## DATA FOR THE TASK
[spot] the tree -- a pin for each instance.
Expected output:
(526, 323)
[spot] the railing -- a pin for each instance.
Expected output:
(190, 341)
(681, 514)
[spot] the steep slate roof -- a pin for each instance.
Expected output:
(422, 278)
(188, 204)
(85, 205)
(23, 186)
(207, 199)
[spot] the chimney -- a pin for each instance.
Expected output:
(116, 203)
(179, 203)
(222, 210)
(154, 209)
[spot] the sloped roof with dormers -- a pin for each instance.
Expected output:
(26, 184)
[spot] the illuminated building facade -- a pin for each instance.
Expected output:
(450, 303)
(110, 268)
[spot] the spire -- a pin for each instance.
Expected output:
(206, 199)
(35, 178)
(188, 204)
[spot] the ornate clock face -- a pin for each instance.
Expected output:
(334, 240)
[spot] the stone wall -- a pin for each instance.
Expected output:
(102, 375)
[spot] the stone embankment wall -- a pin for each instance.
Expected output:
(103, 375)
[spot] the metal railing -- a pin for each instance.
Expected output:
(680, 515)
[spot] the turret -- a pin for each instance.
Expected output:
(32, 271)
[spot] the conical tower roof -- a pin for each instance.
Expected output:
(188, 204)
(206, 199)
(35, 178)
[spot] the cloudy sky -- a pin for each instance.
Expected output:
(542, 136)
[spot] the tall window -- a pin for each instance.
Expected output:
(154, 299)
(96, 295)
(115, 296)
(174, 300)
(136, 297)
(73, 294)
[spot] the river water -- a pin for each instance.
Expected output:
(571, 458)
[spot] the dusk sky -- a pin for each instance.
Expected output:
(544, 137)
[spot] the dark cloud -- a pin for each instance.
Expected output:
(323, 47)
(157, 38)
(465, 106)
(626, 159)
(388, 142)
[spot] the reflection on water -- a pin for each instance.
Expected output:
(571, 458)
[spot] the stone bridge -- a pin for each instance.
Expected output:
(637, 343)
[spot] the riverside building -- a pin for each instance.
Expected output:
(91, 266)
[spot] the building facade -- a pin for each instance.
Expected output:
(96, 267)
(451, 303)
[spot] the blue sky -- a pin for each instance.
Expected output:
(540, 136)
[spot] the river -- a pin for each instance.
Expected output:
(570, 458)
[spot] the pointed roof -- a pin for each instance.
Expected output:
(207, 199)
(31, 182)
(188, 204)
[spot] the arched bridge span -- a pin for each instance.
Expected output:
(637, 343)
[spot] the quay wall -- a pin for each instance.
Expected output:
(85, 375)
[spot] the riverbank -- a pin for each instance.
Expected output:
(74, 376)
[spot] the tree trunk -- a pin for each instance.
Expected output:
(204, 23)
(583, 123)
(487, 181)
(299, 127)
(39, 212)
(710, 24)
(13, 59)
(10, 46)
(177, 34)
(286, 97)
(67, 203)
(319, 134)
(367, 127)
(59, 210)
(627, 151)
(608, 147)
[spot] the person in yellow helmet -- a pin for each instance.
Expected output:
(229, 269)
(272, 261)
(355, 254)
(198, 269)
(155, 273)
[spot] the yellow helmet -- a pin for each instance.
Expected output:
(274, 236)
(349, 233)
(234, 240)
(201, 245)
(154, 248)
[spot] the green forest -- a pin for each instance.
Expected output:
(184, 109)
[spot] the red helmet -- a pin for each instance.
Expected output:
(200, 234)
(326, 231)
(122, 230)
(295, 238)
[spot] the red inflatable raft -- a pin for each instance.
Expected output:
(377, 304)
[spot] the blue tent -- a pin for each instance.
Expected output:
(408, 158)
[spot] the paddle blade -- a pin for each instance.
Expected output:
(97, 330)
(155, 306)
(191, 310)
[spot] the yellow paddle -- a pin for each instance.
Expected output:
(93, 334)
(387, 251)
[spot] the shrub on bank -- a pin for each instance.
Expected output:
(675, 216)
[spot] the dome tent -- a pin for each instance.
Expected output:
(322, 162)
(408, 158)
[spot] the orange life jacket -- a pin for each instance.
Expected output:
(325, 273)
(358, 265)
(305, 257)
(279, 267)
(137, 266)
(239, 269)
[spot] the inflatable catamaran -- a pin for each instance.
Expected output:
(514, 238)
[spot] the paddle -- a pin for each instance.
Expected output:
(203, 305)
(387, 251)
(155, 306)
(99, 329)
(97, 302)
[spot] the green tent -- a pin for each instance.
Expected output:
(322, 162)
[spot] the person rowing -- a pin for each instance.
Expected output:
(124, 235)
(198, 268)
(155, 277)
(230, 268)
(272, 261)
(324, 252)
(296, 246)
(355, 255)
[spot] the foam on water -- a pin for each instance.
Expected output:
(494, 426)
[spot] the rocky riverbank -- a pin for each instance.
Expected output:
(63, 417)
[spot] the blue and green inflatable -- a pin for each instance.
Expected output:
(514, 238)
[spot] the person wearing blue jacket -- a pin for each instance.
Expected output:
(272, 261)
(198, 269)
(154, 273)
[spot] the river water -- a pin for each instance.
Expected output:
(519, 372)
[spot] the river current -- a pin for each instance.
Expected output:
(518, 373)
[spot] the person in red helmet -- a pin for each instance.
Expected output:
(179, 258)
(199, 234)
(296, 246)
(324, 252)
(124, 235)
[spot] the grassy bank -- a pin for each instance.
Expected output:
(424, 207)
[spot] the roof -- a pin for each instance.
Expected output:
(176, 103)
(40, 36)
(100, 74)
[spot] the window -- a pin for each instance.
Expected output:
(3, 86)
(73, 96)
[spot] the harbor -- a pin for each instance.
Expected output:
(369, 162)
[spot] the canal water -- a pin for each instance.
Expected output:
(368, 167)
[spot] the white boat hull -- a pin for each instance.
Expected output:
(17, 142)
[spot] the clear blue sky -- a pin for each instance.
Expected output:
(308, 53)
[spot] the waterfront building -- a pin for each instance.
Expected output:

## WHAT NEEDS TO BE DONE
Extract the whole listing, character for character.

## TASK ANSWER
[spot] the tree -- a pin for each instance.
Expected output:
(526, 323)
[spot] the railing -- a pin for each instance.
Expected output:
(190, 341)
(681, 514)
[spot] the steep slate roof -- a pin for each instance.
Expected output:
(422, 278)
(188, 204)
(85, 205)
(23, 186)
(207, 199)
[spot] the chimney -- a pin for each instance.
Expected output:
(116, 203)
(179, 203)
(222, 210)
(154, 209)
[spot] the sloped roof with dormers -- a pin for each instance.
Expected output:
(26, 184)
[spot] the illuminated building facade -- a pin for each instance.
Expected output:
(450, 303)
(110, 268)
[spot] the spire -- a pin for each instance.
Expected output:
(206, 199)
(35, 178)
(188, 204)
[spot] the ornate clock face -- a pin for each instance.
Expected output:
(334, 240)
[spot] the stone wall -- a pin for each instance.
Expected output:
(102, 375)
[spot] the stone embankment wall -- a pin for each instance.
Expected output:
(103, 375)
[spot] the metal railing -- a pin for each instance.
Expected output:
(680, 515)
[spot] the turret -- a pin for each instance.
Expected output:
(32, 271)
[spot] the conical tower roof -- a pin for each instance.
Expected output:
(188, 204)
(206, 199)
(35, 178)
[spot] the cloudy sky -- a pin for each instance.
Expected output:
(542, 136)
[spot] the tall window -- a pin for each instance.
Expected output:
(154, 299)
(96, 295)
(115, 296)
(174, 300)
(136, 297)
(73, 294)
[spot] the river water -- a pin for each instance.
Expected output:
(571, 458)
[spot] the dusk sky -- a pin for each instance.
Expected output:
(544, 137)
[spot] the dark cloud -- a pin for each instance.
Expected output:
(323, 47)
(157, 38)
(465, 106)
(626, 159)
(388, 142)
[spot] the reflection on water -- a pin for each instance.
Expected output:
(571, 458)
[spot] the stone bridge -- a pin for each instance.
Expected output:
(637, 343)
[spot] the riverside building -- a pin for each instance.
Expected output:
(91, 266)
[spot] the building facade -- a pin for each instance.
Expected output:
(96, 267)
(451, 303)
[spot] the blue sky -- a pin for each instance.
Expected output:
(540, 136)
[spot] the river -- a pin for each instance.
Expected output:
(570, 458)
[spot] the pointed roof -- a pin for each instance.
Expected output:
(207, 199)
(31, 182)
(188, 204)
[spot] the arched bridge span -- a pin for each instance.
Expected output:
(637, 343)
[spot] the quay wall -- a pin for each instance.
Expected output:
(85, 375)
[spot] the riverbank -- a pin for each instance.
Expected output:
(74, 376)
[spot] the tree trunk -- a pin for each instance.
Expected output:
(204, 23)
(583, 123)
(487, 181)
(299, 127)
(39, 212)
(710, 24)
(13, 59)
(10, 46)
(177, 34)
(286, 97)
(67, 203)
(319, 134)
(367, 127)
(59, 210)
(627, 151)
(608, 147)
[spot] the person in yellow helmet -- a pin for each instance.
Expected output:
(229, 269)
(272, 261)
(355, 254)
(198, 269)
(155, 273)
[spot] the yellow helmet -- a pin for each instance.
Expected output:
(274, 236)
(349, 233)
(234, 240)
(201, 245)
(154, 248)
[spot] the green forest -- a pin for each instance.
Expected output:
(184, 109)
[spot] the red helmet -- a pin for each instance.
Expected output:
(200, 234)
(326, 231)
(122, 230)
(295, 238)
[spot] the red inflatable raft -- a pin for each instance.
Expected output:
(377, 304)
[spot] the blue tent -- a pin for each instance.
Expected output:
(408, 158)
[spot] the paddle blade -- a pin for each instance.
Expected output:
(97, 330)
(155, 306)
(191, 310)
[spot] the yellow paddle -- a pin for each instance.
Expected output:
(93, 334)
(387, 251)
[spot] the shrub on bank -- a pin for each instance.
Expected output:
(675, 216)
[spot] the dome tent -- a pin for each instance.
Expected output:
(322, 162)
(408, 158)
[spot] the orange life jacket -- a pin for each instance.
Expected output:
(325, 273)
(358, 265)
(305, 257)
(279, 267)
(137, 266)
(239, 269)
[spot] the inflatable catamaran -- a pin for each instance.
Expected output:
(514, 238)
[spot] the paddle -- a pin for each instance.
Expected output:
(203, 305)
(387, 251)
(155, 306)
(99, 329)
(97, 302)
[spot] the green tent -- a pin for each instance.
Expected output:
(322, 162)
[spot] the person rowing -- a pin for each instance.
Expected output:
(124, 235)
(198, 268)
(155, 277)
(230, 268)
(272, 261)
(324, 252)
(296, 246)
(355, 255)
[spot] the foam on water -- a pin for each instance.
Expected output:
(494, 426)
[spot] the rocky riverbank -- a pin for each instance.
Expected output:
(63, 417)
[spot] the blue and green inflatable -- a pin for each instance.
Expected output:
(514, 238)
[spot] the person wearing blue jacket -- a pin for each instance.
Expected output:
(272, 261)
(198, 269)
(154, 273)
[spot] the river water -- a pin for each instance.
Expected output:
(519, 372)
[spot] the river current -- a pin for each instance.
Expected output:
(518, 373)
[spot] the person in red helmet -- a pin for each instance.
Expected output:
(179, 258)
(199, 234)
(296, 246)
(324, 252)
(124, 235)
[spot] the grassy bank -- a pin for each instance.
Expected output:
(424, 207)
[spot] the roof -- a pin for each instance.
Expected output:
(176, 103)
(40, 36)
(100, 74)
[spot] the window -- a pin for each instance.
Expected output:
(3, 86)
(73, 96)
[spot] the harbor -- a pin for each instance.
Expected output:
(369, 162)
[spot] the canal water -- a pin for each instance.
Expected output:
(368, 167)
[spot] the white boat hull -- a pin for each instance.
Expected output:
(17, 142)
[spot] the clear blue sky -- a pin for each instance.
Expected output:
(308, 53)
[spot] the waterfront building -- a pin for each instance.
Expected output:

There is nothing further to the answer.